• INSTRUCCIONES:
a. Transcribe sin cambios el pasaje del texto sobre Obamacare que empieza con "Tienta llegar a" y sigue hasta "su misma tribu.".
b. Según el texto sobre Obamacare, ¿en qué mes y año expresó Obama su apoyo al mandato individual?

• FRAGMENTO DEL DOCUMENTO:
^^^^^^^^^^^^^^^^

Por lo tanto, en última instancia, la única forma de lograr que funcione un mercado de seguros médicos es forzar la participación de todos.
Los conservadores deberían preferir este enfoque al de un sistema tipo canadiense en el cual el gobierno se hace cargo de todos los costos, como también al de un servicio nacional de salud estilo británico, en el que el Estado presta los servicios y asume los gastos.
Un consenso pareció fácil de alcanzar. Habría bastado con que los republicanos pactaran con los demócratas que desean garantizar que todos tengan seguro médico (la mayoría), forjando así un amplio consenso entre los dos partidos que habría cambiado el curso de la política sanitaria en Estados Unidos.
Sin embargo, de acuerdo con Klein, bastó con que los demócratas adoptaran el mandato individual para que los republicanos se opusieran a la idea.
En julio del 2009, Obama manifestó su apoyo a esta política, luego de haber tenido dudas al principio, y la convirtió en el elemento clave de lo que posteriormente pasó a llamarse Obamacare. Ya en diciembre de ese año todos los senadores republicanos habían declarado que el mandato individual era “inconstitucional”, entre ellos los seis que previamente habían patrocinado un proyecto de ley que lo incluía.
Más tarde, la eliminación de Obamacare pasó a ser uno de los pilares centrales de la campaña presidencial de Trump en el 2016, y el sistema de atención de salud volverá a ser una significativa línea divisoria entre demócratas y republicanos en las elecciones presidenciales de noviembre.
Los repetidos cambios de opinión de los políticos republicanos acerca de los déficits presupuestarios y la atención de la salud revelan que ellos no se guían por principios.
Tampoco parece que se les pueda aplicar el modelo basado en los intereses: ¿Por qué habría de ser bueno para los votantes republicanos un enorme déficit fiscal hoy, pero no así durante la crisis del 2008?
Tienta llegar a la conclusión de que los políticos están volviéndose cada vez más corruptos y abiertamente dispuestos a mentir y engañar para conseguir sus propósitos. Pero ello no puede ser toda la verdad. Lo que los funcionarios corruptos desean por sobre todo es mantenerse en el poder, y si los electores objetaran esta conducta, dejarían de votar por ellos.
El hecho es que a muchos votantes no les importa que un político diga una cosa y luego haga otra, siempre y cuando sea su político, alguien con quien se identifican como miembro de su misma tribu.

^^^^^^^^^^^^^^^^

(Datos de anclaje de frases)
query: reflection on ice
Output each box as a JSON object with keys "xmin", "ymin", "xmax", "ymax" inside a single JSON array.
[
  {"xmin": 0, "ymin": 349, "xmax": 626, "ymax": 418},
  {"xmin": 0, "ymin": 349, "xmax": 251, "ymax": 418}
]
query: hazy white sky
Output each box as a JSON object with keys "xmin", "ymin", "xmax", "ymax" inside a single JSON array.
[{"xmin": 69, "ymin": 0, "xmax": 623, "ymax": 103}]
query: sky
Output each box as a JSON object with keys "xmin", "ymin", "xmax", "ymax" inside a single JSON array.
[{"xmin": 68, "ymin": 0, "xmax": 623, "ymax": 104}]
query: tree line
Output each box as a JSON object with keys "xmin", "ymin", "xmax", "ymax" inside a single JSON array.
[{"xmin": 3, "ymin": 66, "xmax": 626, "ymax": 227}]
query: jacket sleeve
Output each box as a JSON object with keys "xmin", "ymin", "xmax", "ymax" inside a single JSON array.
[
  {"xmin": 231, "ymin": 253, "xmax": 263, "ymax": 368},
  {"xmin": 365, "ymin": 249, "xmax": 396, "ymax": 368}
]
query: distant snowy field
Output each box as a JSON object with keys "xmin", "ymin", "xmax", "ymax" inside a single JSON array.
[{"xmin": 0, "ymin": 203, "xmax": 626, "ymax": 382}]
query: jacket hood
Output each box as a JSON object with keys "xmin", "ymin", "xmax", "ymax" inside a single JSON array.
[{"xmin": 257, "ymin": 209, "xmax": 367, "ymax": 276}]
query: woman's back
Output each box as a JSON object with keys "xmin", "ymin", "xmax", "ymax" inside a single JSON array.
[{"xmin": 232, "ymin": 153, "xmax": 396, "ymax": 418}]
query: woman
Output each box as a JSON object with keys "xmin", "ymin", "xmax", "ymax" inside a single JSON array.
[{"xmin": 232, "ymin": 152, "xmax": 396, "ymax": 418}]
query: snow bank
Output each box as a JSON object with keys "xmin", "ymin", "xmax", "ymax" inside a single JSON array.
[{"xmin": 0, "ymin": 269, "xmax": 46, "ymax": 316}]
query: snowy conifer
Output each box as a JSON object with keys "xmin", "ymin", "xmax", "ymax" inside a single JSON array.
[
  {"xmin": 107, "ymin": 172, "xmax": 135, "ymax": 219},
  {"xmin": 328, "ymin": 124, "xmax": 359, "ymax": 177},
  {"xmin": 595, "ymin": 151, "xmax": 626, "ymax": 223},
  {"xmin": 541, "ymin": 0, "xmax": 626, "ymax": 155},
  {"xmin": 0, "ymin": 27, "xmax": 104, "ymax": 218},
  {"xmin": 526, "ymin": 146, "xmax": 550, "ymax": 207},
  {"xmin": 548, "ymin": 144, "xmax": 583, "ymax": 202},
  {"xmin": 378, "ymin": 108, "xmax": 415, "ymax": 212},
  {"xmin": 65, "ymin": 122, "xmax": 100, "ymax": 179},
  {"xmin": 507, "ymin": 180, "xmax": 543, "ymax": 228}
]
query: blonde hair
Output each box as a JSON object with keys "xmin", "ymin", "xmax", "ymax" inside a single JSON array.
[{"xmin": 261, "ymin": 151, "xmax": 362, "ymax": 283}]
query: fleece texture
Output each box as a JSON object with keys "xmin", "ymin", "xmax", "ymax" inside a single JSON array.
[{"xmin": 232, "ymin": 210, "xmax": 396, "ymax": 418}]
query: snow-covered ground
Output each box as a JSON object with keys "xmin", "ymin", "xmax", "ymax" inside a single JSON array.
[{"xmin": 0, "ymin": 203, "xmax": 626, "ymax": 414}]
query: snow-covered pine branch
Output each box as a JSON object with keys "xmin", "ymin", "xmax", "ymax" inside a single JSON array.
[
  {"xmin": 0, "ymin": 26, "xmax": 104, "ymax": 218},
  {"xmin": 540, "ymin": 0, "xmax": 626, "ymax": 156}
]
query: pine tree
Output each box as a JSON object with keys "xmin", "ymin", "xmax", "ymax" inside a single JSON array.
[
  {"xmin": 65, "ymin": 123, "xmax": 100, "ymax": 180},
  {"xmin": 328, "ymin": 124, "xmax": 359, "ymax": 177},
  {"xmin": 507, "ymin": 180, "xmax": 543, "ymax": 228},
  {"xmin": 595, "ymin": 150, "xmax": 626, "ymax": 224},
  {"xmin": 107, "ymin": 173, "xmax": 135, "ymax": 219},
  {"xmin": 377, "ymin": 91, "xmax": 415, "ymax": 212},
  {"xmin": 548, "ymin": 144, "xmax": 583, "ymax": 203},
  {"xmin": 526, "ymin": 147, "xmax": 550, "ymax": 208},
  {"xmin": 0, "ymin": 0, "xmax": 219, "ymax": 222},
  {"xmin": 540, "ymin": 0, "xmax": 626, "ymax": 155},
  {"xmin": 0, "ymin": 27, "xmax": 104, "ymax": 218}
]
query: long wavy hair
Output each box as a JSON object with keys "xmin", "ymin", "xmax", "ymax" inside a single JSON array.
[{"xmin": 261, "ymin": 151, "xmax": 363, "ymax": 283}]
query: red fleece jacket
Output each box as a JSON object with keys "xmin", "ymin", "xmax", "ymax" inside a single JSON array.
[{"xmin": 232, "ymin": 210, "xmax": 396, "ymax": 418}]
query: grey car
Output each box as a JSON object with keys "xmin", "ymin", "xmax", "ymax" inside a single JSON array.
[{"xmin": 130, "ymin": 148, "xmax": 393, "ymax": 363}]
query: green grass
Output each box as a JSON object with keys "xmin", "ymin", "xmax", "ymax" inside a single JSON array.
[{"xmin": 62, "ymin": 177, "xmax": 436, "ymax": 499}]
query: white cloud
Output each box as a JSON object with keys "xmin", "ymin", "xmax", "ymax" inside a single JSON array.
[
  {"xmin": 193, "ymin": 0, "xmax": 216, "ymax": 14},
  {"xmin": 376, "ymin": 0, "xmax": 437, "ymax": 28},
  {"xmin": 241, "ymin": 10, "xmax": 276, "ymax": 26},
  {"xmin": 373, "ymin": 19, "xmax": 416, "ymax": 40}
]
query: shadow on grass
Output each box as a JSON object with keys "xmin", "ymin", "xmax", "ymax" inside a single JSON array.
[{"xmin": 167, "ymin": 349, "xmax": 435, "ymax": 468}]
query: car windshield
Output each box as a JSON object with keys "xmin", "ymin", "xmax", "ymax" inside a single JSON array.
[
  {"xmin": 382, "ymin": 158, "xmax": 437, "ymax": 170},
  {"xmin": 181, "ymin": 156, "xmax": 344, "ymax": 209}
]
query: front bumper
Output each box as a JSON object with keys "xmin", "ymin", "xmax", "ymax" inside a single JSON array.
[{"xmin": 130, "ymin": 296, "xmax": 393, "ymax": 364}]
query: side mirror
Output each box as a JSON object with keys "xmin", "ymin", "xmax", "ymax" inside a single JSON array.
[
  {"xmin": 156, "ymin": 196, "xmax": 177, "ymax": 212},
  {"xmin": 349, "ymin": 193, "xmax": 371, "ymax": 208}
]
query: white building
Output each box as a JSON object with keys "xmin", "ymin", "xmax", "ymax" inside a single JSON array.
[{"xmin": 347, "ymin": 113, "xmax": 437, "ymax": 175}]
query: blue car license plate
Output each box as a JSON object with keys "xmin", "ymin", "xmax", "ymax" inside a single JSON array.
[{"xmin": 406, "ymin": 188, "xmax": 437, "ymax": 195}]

^^^^^^^^^^^^^^^^

• RESPUESTAS DEL EJERCICIO:
a.
Tienta llegar a la conclusión de que los políticos están volviéndose cada vez más corruptos y abiertamente dispuestos a mentir y engañar para conseguir sus propósitos. Pero ello no puede ser toda la verdad. Lo que los funcionarios corruptos desean por sobre todo es mantenerse en el poder, y si los electores objetaran esta conducta, dejarían de votar por ellos.
El hecho es que a muchos votantes no les importa que un político diga una cosa y luego haga otra, siempre y cuando sea su político, alguien con quien se identifican como miembro de su misma tribu.

b. En julio del 2009.